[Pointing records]
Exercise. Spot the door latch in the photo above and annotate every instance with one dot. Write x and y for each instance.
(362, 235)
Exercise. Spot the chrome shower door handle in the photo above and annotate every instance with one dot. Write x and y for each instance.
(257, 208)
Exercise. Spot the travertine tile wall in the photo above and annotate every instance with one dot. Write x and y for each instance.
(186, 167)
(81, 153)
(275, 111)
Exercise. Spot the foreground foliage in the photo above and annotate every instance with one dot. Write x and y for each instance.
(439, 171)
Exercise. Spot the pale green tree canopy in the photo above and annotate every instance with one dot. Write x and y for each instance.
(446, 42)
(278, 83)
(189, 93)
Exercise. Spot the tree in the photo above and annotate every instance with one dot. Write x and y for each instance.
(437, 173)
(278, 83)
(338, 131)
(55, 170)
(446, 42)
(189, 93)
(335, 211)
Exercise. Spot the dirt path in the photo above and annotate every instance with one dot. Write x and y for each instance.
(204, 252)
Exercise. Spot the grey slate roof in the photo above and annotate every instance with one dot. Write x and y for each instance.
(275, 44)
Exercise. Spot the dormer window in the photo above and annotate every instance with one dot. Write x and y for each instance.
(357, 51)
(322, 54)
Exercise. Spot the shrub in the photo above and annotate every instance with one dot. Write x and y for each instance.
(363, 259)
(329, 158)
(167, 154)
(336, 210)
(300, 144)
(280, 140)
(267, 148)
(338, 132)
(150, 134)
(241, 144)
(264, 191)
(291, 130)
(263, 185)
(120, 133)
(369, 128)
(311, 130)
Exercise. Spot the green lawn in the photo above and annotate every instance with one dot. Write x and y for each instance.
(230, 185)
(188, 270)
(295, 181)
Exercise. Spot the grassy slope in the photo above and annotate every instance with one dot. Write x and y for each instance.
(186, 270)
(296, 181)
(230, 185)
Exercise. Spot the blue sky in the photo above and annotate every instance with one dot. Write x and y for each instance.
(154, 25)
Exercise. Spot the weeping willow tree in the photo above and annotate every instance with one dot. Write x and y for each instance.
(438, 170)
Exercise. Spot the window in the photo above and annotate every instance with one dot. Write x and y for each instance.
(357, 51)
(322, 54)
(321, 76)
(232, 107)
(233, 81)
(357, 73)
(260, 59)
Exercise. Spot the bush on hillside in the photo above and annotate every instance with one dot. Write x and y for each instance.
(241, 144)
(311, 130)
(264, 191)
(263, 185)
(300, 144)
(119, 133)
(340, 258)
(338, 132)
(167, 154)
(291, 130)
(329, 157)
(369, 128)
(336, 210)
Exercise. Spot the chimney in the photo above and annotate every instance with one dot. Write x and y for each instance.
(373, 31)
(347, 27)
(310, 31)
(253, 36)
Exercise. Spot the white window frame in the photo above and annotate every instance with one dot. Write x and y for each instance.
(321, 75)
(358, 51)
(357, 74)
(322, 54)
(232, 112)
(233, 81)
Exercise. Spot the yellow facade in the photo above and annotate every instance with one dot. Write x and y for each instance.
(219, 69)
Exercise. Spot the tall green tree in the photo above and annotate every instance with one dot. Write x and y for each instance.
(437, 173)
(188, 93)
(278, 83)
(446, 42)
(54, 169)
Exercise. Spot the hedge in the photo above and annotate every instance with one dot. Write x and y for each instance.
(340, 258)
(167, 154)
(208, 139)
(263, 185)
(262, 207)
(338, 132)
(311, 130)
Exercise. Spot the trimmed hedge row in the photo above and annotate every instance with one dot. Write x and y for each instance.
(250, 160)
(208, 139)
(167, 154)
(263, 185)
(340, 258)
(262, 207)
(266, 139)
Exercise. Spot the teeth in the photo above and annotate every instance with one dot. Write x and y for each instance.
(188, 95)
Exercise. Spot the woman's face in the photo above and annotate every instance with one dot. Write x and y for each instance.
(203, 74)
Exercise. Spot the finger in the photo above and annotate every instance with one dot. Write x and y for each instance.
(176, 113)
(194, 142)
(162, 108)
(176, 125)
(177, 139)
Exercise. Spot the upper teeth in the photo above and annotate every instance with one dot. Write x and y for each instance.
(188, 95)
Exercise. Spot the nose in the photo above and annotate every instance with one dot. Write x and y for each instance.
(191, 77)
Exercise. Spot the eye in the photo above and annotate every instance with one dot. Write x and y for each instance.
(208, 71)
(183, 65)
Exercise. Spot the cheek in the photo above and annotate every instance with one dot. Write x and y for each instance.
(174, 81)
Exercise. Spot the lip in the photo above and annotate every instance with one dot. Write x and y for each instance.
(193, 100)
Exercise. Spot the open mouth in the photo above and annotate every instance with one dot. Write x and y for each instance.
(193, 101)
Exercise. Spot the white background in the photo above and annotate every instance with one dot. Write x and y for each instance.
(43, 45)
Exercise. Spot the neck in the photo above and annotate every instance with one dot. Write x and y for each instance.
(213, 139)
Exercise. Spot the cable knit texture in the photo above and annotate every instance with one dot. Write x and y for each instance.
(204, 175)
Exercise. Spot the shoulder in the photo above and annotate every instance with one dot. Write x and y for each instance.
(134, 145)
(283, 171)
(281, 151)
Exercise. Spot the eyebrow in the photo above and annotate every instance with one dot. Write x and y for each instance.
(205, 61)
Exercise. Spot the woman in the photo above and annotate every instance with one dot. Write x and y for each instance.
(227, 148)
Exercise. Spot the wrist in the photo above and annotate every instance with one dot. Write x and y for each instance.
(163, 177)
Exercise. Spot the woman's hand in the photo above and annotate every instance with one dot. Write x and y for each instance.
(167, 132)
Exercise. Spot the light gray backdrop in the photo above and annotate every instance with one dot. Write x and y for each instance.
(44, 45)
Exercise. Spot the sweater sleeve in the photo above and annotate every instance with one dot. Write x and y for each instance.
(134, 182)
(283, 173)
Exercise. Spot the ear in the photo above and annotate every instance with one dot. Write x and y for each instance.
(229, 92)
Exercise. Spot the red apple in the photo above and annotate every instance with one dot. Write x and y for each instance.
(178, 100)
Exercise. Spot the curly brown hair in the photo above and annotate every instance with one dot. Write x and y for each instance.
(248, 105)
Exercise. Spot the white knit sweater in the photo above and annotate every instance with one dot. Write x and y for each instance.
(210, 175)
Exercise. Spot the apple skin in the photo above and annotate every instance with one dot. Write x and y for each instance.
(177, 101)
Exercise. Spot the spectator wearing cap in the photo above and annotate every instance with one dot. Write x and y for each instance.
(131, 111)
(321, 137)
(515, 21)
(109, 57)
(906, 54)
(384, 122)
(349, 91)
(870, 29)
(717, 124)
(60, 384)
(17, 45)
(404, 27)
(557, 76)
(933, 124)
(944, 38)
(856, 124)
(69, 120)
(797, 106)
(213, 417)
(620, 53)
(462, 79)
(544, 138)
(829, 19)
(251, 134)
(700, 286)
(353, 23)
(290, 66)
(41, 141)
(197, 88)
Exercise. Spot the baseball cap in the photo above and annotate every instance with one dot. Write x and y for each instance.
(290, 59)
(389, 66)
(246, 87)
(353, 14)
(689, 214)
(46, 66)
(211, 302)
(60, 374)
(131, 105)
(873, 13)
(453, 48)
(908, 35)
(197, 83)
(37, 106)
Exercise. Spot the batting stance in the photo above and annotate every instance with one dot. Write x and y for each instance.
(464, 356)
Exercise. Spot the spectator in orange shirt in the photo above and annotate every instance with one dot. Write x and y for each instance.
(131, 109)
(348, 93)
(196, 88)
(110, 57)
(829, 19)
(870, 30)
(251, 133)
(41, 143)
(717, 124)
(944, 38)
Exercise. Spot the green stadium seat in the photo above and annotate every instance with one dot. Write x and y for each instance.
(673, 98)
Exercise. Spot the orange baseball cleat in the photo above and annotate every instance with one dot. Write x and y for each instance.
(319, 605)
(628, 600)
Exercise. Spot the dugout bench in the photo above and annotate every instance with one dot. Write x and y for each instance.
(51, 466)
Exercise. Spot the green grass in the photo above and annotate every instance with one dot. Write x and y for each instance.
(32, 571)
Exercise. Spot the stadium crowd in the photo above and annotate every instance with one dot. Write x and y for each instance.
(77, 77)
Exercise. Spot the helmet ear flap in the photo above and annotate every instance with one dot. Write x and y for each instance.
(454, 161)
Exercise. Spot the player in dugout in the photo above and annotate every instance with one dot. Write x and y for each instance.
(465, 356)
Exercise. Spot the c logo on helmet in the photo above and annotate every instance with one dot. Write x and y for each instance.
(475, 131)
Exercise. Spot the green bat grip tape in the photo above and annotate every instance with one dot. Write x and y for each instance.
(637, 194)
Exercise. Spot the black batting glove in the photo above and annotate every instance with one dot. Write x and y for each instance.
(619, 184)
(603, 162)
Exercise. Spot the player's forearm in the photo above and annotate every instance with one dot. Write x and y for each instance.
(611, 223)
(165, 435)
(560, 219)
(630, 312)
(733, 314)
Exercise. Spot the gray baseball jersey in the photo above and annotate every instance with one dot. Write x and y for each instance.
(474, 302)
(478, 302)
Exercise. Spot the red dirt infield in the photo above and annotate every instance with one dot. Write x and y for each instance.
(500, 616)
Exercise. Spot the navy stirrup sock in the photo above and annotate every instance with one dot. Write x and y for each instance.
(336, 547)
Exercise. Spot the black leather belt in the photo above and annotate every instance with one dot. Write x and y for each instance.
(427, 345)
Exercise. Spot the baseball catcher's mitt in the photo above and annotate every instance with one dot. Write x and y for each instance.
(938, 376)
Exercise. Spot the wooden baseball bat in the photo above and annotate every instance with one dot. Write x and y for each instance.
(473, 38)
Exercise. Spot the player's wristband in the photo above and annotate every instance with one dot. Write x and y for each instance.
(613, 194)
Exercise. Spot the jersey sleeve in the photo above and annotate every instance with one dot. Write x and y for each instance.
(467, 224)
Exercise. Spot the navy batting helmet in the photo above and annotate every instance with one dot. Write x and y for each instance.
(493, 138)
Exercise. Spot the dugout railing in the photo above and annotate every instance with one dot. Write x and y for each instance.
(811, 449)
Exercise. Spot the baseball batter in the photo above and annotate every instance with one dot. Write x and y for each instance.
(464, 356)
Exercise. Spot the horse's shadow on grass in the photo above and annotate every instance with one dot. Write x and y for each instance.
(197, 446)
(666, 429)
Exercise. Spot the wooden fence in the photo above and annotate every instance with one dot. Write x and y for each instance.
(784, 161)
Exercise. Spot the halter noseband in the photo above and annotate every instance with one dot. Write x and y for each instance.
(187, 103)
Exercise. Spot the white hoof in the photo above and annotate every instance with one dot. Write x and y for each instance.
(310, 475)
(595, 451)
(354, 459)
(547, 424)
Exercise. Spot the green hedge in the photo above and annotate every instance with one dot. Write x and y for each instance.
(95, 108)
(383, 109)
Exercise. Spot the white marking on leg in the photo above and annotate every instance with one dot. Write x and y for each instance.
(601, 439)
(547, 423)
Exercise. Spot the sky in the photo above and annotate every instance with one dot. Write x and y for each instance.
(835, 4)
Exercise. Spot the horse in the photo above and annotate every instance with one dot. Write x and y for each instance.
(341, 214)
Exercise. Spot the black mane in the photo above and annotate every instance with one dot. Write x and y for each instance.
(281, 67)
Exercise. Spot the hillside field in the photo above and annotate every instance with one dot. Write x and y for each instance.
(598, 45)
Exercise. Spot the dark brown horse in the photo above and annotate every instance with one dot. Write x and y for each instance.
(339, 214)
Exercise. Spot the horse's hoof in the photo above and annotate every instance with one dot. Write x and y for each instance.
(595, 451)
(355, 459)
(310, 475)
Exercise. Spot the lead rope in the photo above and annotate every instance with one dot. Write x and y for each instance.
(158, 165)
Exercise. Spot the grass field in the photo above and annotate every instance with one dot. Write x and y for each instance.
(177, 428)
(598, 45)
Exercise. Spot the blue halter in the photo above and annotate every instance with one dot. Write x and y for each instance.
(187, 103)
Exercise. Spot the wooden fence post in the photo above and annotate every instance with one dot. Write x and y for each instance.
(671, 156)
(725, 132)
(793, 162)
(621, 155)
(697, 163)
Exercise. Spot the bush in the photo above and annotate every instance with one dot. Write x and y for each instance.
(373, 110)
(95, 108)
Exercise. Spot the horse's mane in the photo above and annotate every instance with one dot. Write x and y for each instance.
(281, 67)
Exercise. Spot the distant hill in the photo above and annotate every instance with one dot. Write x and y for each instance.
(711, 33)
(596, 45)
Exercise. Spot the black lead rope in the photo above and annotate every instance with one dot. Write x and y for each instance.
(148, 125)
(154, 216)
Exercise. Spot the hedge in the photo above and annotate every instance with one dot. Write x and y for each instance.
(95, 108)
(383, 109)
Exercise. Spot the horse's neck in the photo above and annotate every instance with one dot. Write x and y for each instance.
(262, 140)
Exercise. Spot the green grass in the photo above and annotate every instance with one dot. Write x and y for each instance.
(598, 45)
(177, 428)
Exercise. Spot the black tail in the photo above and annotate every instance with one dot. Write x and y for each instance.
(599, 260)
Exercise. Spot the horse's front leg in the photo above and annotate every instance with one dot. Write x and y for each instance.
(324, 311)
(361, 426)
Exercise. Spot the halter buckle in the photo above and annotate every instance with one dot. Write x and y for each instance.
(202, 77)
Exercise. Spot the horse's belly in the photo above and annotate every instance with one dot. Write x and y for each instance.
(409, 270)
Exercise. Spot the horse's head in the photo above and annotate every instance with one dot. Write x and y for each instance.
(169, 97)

OBJECTIVE: Only the lines from the one containing "Exercise. Spot the grass field" to the end of the listing belong in the output, each reproduced exactly.

CORRECT ANSWER:
Exercise. Spot the grass field in the photo above and annotate every instance with one dot. Write x and y for each instance.
(177, 428)
(598, 45)
Exercise. Spot the blue halter in the photo above and annotate every instance with one dot. Write x and y for each instance.
(187, 103)
Exercise. Spot the wooden fence post in the photo above and annotate every instance with one dot. Write x and y for each instance.
(671, 156)
(725, 132)
(793, 162)
(621, 155)
(697, 163)
Exercise. Spot the bush in the photo above and annotate every instance with one dot. Write x and y for each instance.
(373, 110)
(95, 108)
Exercise. Spot the horse's mane in the photo above and annotate every instance with one dot. Write x and y for each instance.
(281, 67)
Exercise. Spot the distant hill in the photo above and annotate every instance with one dot. Write x and y for each instance.
(711, 33)
(596, 45)
Exercise. Spot the black lead rope in the photo above and annotate every instance with one dot. Write x and y for each instance.
(148, 125)
(154, 216)
Exercise. Spot the hedge in the photo above and annotate every instance with one dot. Write x and y for each instance.
(95, 108)
(383, 109)
Exercise. Spot the horse's neck in the photo above and annotate every instance with one dot. Write x and y for each instance.
(262, 140)
Exercise. Spot the green grass in the photo above and annotate every instance with one dot. Write x and y for each instance.
(598, 45)
(177, 428)
Exercise. Spot the black tail in the photo above and annotate every instance with one dot. Write x and y for each instance.
(599, 260)
Exercise. Spot the horse's front leg in the photo above and annotate every instance with one dot. Write x and y for each instance.
(324, 311)
(361, 426)
Exercise. Spot the halter buckle in the photo above and annotate every instance with one dot. Write x and y for each instance.
(202, 77)
Exercise. Spot the horse's belly in the photo above and annotate every instance with one dot. Write x and y for each instance.
(409, 270)
Exercise. Spot the horse's head in the photo above and annotate every instance with one dot. Write x and y for each instance.
(169, 97)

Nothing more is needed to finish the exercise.